Records from a data source
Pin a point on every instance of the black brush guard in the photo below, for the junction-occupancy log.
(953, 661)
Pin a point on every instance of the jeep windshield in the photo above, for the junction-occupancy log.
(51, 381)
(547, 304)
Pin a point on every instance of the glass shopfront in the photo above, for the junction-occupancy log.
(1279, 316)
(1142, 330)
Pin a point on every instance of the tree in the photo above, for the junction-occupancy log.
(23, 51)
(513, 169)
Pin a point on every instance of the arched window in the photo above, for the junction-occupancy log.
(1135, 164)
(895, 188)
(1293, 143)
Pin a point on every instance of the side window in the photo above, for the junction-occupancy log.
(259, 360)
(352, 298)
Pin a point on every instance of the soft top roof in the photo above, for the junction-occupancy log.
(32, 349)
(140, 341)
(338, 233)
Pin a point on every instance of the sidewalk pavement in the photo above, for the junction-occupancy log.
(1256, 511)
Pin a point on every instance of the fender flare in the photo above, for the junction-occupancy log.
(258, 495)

---

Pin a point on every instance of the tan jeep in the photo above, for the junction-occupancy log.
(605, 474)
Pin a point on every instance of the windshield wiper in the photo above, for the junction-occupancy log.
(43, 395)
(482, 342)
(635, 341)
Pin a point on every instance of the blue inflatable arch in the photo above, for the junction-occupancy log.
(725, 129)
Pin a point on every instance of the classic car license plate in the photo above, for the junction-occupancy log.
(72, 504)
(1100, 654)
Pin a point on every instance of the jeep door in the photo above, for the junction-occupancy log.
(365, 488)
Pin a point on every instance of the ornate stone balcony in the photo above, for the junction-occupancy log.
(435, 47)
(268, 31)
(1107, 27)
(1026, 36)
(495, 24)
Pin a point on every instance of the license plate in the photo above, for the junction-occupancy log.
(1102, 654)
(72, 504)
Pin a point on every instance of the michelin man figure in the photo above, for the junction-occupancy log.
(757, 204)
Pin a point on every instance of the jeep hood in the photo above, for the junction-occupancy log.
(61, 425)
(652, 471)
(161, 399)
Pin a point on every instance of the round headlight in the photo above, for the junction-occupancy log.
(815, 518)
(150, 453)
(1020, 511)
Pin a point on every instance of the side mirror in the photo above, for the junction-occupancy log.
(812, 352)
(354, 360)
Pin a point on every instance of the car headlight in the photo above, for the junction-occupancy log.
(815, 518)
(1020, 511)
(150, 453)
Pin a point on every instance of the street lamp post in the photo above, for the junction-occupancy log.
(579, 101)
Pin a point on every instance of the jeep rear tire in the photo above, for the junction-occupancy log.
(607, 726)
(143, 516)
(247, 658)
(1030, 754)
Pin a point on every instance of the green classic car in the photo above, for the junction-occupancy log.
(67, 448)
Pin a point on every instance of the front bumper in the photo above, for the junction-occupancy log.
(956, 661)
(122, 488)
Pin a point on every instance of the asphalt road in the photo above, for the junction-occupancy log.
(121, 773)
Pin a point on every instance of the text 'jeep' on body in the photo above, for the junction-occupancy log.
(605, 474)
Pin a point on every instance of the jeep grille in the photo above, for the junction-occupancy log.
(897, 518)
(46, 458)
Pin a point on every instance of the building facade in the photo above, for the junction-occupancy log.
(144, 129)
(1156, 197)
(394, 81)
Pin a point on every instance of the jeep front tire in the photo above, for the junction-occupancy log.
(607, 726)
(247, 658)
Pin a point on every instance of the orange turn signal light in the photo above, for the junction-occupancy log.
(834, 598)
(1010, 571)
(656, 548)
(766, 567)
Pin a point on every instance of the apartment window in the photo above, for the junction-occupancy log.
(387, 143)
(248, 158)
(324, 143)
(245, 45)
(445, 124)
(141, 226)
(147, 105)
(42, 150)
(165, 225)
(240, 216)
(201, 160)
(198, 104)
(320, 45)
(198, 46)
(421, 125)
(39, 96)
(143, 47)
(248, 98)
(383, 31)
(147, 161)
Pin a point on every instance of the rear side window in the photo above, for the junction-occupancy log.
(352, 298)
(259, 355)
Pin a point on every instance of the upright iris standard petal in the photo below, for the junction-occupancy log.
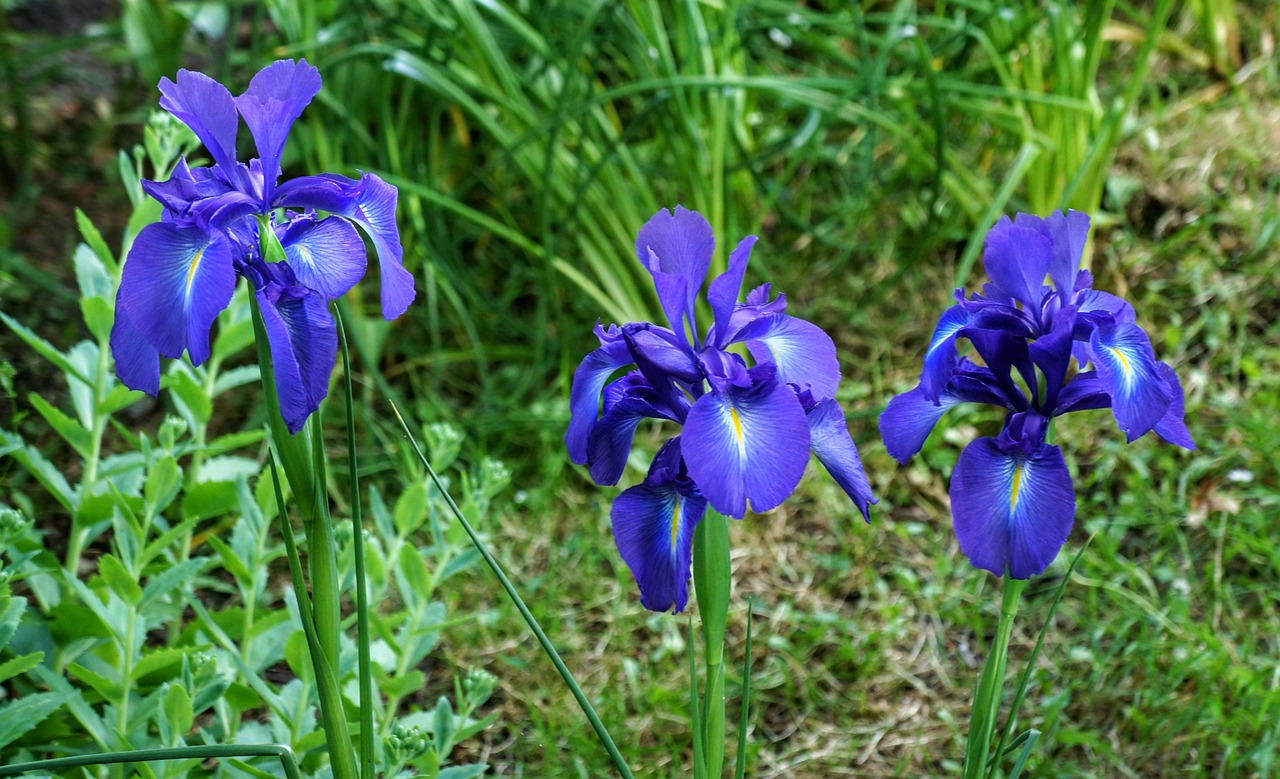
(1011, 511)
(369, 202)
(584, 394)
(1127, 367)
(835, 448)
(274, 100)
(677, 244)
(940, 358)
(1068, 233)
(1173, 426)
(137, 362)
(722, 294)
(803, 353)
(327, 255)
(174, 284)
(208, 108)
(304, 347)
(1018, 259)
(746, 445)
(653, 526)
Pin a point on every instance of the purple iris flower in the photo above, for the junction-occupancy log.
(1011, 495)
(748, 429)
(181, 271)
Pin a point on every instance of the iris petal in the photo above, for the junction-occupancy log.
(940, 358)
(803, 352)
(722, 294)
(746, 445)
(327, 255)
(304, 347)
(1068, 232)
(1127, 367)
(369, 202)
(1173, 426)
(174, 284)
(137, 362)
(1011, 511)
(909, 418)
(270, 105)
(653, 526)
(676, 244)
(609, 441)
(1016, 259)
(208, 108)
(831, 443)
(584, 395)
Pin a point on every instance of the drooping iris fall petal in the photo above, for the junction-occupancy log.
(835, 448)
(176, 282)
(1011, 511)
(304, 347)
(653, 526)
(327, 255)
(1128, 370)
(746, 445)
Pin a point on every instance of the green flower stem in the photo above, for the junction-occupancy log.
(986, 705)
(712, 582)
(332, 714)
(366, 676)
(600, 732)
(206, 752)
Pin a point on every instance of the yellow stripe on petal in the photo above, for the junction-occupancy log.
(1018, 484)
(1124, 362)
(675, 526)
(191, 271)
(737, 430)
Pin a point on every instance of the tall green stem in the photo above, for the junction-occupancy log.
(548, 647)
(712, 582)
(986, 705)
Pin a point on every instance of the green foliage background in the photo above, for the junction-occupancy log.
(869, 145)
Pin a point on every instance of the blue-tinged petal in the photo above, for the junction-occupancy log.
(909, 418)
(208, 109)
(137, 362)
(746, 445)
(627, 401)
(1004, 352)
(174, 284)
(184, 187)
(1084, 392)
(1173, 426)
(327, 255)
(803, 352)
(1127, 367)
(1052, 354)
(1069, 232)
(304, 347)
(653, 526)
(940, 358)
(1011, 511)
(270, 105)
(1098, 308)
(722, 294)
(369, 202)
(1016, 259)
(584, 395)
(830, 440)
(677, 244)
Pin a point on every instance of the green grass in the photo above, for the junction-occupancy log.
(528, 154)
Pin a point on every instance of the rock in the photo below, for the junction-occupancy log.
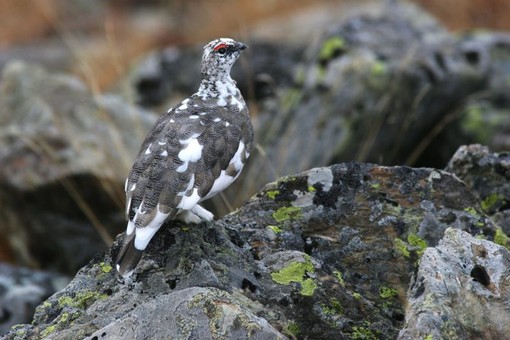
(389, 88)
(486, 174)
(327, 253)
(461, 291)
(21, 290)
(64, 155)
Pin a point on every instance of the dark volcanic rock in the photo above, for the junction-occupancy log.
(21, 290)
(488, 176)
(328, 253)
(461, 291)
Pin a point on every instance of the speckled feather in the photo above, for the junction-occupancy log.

* * *

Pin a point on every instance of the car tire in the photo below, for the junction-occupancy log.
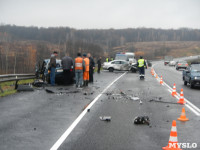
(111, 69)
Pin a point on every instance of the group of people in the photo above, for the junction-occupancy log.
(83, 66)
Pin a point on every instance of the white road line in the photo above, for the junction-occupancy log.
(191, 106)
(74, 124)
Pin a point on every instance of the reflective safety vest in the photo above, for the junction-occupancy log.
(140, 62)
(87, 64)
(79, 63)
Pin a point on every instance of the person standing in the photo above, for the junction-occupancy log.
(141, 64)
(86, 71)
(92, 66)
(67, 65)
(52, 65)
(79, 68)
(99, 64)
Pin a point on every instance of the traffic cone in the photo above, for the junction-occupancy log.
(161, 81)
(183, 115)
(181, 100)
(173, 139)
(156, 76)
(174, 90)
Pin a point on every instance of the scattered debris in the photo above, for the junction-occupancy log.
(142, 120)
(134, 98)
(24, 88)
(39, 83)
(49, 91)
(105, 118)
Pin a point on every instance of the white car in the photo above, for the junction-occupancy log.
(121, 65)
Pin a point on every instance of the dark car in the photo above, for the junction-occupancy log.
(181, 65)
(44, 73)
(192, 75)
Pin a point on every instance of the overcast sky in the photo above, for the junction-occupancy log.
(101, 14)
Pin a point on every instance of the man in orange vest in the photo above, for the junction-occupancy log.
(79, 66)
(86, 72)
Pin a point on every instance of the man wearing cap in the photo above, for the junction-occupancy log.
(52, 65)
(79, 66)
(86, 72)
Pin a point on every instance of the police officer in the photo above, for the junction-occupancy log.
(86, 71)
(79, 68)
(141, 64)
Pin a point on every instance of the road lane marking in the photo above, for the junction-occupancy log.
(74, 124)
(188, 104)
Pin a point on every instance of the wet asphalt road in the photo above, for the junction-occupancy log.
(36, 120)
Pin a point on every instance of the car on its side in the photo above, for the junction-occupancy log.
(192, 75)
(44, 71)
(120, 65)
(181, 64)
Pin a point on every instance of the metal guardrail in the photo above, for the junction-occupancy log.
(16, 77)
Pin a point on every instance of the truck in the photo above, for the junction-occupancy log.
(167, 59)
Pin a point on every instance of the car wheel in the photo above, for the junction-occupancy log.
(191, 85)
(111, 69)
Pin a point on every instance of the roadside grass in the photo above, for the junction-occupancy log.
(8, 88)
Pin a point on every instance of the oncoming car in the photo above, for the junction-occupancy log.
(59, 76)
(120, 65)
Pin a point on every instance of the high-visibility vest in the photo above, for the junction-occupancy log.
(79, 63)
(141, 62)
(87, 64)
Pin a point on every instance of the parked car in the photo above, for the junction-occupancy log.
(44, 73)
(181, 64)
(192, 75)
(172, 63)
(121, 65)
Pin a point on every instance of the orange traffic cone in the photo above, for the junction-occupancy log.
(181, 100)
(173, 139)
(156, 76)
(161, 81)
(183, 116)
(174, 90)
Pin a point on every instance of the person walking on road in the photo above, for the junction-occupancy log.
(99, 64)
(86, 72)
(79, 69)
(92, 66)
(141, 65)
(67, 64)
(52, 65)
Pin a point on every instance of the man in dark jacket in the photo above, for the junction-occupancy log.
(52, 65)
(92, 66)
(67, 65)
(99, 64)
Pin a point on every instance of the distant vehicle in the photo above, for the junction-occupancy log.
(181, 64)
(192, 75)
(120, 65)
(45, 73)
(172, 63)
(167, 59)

**To do**
Count how many lines of the records above contain the string "below". Reply with that number only.

**The result**
4